BEGIN Text shown
Initially, the ICMC group of researchers had decided to use data from 2009 onwards in the work, because that year the Enem was reformulated to unify the entrance exams of Brazilian federal universities. However, data related to a few years, such as 2011, was disorganized. As early as 2018, the information on the students’ school type was omitted by most students.

Because of these limitations, the scientists chose to study the period from 2012 to 2017, and calculated, for each of these six years, what they called the “attributes” of the students, ranging from the responses to the Enem socioeconomic questionnaire to the grades four areas of knowledge and writing. As all this information was essential for the investigation, data from students who did not respond, for example, if they had a disability or who had zeroed in any of the competences, were discarded. Thus, although more than five million students participated in Enem in each of the years analyzed, the filtering resulted in a sample of approximately 1.3 million young people per year.

In general, specialists agree that the Access to Information Law (LAI) was essential for carrying out the work, but they emphasize that it is necessary to improve the quality, organization and standardization of data, so that they become potentially more useful to the analyses, as well as for the construction of new public policies aimed at qualifying education in the most deficient regions. In the future, the ICMC group intends to research student performance between the years 2018 to 2022, which will allow us to investigate the impacts of the pandemic and the most recent change in Government on student performance at Enem. According to Inep, in 2021, for example, only four million students signed up for the edition, the lowest number of participants in 13 years.
END Text shown
BEGIN Information provided
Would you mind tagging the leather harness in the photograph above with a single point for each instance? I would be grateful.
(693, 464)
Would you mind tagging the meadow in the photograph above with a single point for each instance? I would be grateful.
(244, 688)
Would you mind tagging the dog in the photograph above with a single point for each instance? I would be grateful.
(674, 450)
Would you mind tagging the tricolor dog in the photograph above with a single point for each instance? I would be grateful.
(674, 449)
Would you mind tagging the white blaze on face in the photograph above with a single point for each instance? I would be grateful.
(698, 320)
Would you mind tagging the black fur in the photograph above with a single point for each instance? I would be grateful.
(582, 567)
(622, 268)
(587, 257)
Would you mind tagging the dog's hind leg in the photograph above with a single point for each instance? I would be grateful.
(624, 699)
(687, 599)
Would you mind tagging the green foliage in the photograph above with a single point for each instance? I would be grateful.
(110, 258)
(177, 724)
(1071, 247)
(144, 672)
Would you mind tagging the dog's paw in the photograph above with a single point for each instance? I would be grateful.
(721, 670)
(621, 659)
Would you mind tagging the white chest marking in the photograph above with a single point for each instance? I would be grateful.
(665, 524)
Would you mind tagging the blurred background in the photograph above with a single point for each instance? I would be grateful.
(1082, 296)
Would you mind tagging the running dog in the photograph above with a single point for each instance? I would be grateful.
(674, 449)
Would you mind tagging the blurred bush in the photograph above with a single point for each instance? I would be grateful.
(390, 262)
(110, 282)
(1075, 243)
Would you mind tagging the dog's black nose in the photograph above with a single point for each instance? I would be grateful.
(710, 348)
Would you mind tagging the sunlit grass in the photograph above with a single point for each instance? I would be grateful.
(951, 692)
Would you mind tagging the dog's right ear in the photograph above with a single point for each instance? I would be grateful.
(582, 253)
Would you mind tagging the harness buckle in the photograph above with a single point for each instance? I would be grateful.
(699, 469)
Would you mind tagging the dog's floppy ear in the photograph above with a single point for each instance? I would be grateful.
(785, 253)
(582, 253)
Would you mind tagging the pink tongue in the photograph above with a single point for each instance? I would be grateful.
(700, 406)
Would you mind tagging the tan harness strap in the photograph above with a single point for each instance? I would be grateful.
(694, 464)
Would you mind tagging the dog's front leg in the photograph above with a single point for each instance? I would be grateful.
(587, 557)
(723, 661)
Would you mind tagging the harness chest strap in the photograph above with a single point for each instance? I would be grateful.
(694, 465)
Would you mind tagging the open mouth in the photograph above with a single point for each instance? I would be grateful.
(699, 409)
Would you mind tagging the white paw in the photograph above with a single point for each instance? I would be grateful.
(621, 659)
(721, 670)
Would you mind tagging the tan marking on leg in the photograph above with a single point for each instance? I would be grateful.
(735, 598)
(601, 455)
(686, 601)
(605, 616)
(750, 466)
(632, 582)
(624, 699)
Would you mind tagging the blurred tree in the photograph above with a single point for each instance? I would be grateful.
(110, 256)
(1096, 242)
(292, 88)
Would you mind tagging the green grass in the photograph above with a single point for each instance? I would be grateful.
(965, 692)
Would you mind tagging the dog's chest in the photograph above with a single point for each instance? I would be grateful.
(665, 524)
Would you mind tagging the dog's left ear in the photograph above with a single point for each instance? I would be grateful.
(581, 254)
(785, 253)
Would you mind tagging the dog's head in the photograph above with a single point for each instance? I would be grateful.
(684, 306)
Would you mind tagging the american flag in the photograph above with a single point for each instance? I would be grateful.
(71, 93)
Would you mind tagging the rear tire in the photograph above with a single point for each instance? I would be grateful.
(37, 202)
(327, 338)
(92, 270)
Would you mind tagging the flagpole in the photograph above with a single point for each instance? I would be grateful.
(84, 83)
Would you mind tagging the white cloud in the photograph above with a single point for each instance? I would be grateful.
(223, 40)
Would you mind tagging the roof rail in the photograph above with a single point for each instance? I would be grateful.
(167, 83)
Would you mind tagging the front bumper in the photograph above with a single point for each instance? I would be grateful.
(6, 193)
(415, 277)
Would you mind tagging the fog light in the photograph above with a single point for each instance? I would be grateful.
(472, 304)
END Information provided
## Tasks to perform
1. Transcribe the Enem study passage from "In general, specialists" to "in 13 years.".
2. Pick up the Enem study passage after its final sentence and carry it forward.
The data above stand apart from the Enem study passage and form separate material.

## Your responses
1.
In general, specialists agree that the Access to Information Law (LAI) was essential for carrying out the work, but they emphasize that it is necessary to improve the quality, organization and standardization of data, so that they become potentially more useful to the analyses, as well as for the construction of new public policies aimed at qualifying education in the most deficient regions. In the future, the ICMC group intends to research student performance between the years 2018 to 2022, which will allow us to investigate the impacts of the pandemic and the most recent change in Government on student performance at Enem. According to Inep, in 2021, for example, only four million students signed up for the edition, the lowest number of participants in 13 years.

2.
The study is the result of a postgraduate discipline called “Topics in Databases” and generated an article published in the scientific journal Journal of Information and Data Management , authored by researchers Afonso Matheus Sousa Lima, Alexander Ylnner Choquenaira Florez, Alexis Iván Aspauza Lescano, João Victor de Oliveira Novaes and Natalia de Fatima Martins. The work also had the participation and guidance of professors Robson Leonardo Ferreira Cordeiro, Caetano Traina Junior, Elaine Parros Machado de Sousa and José Fernando Rodrigues Junior, all from ICMC. They are part of the Institute’s Database and Image Group (GBdI).